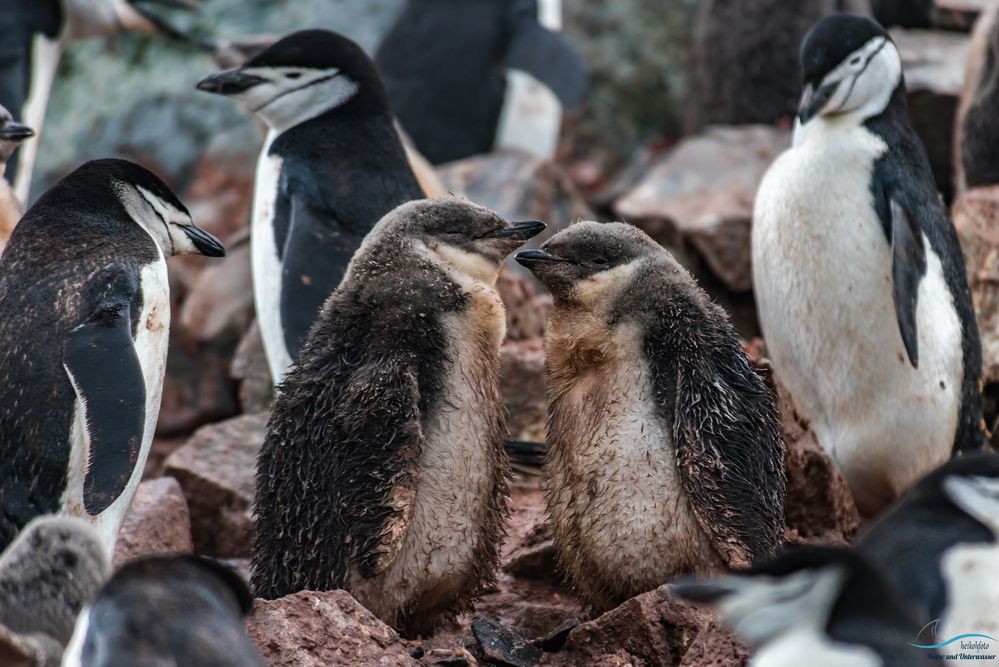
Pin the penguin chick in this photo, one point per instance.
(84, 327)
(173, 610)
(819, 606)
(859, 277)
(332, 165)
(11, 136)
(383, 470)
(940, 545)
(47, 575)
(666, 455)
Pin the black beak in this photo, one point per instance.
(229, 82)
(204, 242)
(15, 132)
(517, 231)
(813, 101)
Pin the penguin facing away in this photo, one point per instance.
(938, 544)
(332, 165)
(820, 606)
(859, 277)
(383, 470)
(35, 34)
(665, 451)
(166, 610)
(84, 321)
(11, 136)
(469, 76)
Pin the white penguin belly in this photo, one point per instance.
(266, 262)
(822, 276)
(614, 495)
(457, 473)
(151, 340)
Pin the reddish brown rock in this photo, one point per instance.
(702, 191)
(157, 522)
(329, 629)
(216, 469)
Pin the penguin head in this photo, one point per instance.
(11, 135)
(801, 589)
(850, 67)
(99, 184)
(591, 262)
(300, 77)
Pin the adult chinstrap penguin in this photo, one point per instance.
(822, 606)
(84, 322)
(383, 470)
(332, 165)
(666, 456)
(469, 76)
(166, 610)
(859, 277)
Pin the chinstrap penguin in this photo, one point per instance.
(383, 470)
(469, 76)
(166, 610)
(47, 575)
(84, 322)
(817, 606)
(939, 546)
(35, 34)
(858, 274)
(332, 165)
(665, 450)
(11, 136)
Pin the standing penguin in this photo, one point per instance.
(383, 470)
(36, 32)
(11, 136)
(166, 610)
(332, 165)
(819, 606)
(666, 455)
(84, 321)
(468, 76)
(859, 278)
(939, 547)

---

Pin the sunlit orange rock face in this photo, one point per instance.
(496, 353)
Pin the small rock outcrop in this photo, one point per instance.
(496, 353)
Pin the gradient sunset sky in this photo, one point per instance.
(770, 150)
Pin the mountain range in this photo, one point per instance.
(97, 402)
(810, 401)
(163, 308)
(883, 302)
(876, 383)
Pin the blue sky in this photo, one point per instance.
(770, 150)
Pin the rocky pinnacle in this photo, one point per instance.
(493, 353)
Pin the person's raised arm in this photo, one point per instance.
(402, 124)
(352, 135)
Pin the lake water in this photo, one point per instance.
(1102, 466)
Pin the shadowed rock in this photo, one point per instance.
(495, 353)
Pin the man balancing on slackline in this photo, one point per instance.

◆ **Work required**
Above are the records; copy exactly the lines from the line with "Pin the blue" through the line with "Pin the man", both included.

◆ **Answer section**
Pin the blue sky in this photo, one point per instance.
(770, 150)
Pin the rocky pinnacle in this photo, one point per instance.
(493, 353)
Pin the person's raised arm in this photo, one point per instance.
(402, 124)
(352, 135)
Pin the lake water in this photo, one point per instance.
(1102, 466)
Pin the shadowed rock in this photo, one point per instance.
(495, 353)
Pin the man balancing on slackline in this photo, one point per instance.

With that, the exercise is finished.